◆ WHAT IS BEING ASKED ◆
From the listing below, return each line that includes "ceiling".
[GIVEN RECORDS Boundary: Start]
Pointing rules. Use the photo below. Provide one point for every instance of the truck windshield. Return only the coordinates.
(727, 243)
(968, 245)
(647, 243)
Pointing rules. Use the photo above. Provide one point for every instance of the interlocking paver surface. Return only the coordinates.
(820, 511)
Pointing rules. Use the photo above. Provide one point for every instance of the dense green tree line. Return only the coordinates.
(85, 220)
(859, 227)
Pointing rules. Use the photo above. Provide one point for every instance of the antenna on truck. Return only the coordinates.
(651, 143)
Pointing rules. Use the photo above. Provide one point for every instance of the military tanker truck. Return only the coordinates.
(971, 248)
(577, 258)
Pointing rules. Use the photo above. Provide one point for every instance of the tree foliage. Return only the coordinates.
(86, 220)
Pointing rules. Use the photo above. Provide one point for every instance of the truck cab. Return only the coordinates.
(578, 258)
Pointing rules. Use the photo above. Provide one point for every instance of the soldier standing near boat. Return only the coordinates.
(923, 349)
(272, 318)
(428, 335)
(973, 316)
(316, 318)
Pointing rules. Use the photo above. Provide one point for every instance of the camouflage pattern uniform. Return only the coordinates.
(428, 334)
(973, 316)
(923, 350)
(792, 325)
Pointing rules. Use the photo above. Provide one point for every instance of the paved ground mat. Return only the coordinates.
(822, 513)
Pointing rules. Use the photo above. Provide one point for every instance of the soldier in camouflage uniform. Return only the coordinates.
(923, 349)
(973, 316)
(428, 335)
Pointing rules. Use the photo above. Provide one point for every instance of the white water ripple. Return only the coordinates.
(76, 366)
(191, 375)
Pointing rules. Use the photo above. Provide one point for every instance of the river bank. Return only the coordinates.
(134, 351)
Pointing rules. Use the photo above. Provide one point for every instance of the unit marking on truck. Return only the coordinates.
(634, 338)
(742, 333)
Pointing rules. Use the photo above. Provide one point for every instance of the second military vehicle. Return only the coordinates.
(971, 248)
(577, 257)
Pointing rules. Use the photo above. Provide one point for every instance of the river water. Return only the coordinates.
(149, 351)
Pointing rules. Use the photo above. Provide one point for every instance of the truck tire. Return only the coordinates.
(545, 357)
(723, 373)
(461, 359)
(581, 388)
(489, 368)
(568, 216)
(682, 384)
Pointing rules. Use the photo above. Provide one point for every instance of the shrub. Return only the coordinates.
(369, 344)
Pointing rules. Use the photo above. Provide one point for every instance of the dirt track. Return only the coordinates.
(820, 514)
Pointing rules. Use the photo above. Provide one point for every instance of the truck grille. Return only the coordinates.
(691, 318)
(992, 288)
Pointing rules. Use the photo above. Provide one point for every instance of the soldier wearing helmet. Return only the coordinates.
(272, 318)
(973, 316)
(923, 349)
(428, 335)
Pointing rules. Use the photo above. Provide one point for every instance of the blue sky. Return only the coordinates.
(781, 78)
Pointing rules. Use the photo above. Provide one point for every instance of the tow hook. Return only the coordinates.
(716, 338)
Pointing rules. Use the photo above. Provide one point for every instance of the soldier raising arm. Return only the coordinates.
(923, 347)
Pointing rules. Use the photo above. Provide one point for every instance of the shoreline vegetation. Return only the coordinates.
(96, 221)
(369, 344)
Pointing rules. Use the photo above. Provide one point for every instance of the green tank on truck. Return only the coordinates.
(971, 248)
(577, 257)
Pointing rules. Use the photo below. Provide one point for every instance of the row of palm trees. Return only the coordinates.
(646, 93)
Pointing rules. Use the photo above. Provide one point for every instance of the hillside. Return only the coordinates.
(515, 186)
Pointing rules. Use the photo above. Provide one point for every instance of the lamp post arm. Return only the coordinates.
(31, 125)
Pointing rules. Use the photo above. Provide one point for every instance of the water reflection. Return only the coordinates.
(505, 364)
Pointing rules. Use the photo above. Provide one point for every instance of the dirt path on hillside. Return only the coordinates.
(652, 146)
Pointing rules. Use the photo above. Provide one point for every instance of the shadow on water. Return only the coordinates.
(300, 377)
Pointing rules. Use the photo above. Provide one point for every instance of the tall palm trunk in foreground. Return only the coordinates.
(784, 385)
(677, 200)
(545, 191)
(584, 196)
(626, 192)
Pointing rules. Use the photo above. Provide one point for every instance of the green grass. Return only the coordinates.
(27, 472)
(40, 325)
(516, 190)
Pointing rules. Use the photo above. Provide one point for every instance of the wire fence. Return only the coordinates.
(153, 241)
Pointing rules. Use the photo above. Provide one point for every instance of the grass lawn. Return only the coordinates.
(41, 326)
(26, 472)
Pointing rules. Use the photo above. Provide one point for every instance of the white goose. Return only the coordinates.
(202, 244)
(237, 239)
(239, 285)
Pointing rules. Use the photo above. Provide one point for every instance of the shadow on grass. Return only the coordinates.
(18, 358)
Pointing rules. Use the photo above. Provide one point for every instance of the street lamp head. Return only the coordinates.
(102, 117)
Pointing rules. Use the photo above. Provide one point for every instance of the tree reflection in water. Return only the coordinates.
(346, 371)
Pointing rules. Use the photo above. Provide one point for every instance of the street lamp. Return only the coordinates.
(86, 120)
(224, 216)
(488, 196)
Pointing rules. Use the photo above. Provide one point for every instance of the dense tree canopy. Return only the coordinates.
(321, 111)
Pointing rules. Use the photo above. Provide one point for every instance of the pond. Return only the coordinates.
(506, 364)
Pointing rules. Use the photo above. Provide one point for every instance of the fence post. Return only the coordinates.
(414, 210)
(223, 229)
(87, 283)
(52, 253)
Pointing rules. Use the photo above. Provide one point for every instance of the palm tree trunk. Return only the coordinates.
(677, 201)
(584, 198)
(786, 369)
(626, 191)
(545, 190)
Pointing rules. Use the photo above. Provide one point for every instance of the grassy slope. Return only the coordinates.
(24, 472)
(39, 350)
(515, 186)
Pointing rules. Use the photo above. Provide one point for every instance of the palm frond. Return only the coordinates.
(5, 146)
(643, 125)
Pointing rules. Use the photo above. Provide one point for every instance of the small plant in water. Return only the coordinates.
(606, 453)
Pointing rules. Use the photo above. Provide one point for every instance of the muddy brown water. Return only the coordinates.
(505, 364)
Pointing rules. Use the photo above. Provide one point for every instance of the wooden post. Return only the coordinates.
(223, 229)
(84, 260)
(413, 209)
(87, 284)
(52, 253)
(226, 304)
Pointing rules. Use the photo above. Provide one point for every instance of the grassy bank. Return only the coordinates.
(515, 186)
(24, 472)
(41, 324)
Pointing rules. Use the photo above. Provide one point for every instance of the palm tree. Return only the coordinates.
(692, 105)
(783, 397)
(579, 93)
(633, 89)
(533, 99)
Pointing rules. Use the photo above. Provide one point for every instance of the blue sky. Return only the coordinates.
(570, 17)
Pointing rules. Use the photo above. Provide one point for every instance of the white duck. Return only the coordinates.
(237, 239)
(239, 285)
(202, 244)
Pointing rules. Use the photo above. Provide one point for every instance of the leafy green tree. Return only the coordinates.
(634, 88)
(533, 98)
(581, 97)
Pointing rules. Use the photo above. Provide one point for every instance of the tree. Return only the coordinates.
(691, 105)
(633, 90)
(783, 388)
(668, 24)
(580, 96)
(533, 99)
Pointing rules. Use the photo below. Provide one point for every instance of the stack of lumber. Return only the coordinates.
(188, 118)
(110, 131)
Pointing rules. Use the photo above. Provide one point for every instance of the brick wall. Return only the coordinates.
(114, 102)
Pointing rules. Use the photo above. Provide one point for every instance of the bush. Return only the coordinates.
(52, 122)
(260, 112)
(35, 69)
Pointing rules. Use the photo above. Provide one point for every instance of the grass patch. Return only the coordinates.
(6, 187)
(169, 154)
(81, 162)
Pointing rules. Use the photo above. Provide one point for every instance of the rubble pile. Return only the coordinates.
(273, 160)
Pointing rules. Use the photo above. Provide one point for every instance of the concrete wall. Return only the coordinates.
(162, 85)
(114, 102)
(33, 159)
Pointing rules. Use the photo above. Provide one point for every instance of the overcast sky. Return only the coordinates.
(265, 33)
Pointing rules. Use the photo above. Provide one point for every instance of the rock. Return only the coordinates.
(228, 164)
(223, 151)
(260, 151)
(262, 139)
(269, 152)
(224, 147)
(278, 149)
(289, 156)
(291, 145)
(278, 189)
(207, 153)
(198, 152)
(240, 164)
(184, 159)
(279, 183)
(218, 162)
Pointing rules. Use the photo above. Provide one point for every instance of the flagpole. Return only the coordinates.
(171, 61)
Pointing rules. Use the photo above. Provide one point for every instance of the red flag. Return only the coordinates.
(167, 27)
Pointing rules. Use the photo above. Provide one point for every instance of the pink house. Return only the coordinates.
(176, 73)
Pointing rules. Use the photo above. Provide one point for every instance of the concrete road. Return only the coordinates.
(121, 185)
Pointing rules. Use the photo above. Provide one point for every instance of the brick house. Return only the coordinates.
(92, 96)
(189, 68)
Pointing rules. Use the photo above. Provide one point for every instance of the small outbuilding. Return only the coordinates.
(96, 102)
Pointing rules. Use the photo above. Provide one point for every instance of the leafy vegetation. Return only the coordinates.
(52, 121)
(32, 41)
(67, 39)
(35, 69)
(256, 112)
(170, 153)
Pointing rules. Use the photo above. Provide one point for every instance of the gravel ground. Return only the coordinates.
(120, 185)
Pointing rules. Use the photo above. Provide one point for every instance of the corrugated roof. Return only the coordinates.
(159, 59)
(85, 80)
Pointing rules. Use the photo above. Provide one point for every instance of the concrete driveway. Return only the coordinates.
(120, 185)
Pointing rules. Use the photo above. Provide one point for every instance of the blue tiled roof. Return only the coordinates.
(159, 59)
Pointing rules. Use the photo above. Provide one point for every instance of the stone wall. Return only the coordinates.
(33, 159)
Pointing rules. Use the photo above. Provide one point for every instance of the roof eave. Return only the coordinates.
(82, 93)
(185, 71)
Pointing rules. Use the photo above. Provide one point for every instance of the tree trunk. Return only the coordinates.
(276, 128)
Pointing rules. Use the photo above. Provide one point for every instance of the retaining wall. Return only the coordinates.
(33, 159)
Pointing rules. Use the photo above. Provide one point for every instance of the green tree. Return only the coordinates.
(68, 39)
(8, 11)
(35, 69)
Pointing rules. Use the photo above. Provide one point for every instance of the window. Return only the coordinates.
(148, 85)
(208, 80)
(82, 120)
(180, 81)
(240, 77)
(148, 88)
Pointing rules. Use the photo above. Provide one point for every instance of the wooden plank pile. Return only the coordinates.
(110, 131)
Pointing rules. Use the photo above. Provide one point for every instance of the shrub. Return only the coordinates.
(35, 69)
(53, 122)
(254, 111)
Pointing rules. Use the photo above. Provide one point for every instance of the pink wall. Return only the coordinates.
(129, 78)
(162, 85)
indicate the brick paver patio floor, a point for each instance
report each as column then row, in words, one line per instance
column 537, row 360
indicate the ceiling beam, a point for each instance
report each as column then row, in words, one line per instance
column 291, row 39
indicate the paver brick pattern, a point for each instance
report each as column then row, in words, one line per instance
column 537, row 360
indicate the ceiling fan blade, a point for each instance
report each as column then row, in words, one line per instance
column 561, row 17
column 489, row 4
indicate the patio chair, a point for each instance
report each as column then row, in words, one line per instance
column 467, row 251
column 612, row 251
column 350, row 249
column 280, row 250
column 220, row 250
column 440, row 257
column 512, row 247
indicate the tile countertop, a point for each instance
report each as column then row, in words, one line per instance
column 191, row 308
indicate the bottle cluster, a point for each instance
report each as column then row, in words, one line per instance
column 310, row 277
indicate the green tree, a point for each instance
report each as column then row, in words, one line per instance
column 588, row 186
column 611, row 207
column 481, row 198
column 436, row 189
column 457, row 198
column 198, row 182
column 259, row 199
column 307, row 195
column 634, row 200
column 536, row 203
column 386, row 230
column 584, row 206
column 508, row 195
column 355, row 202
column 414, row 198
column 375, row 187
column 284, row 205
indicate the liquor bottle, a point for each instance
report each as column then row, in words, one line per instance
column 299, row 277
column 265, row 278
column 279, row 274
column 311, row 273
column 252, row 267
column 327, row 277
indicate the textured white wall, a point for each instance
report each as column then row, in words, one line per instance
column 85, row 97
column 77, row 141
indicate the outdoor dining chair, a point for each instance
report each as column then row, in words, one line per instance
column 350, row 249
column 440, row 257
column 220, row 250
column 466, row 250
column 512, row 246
[GIVEN RECORDS Boundary: End]
◆ ANSWER FOR THIS EXERCISE ◆
indicate the ceiling beam, a point for each instance
indicate the ceiling fan blade, a point for each instance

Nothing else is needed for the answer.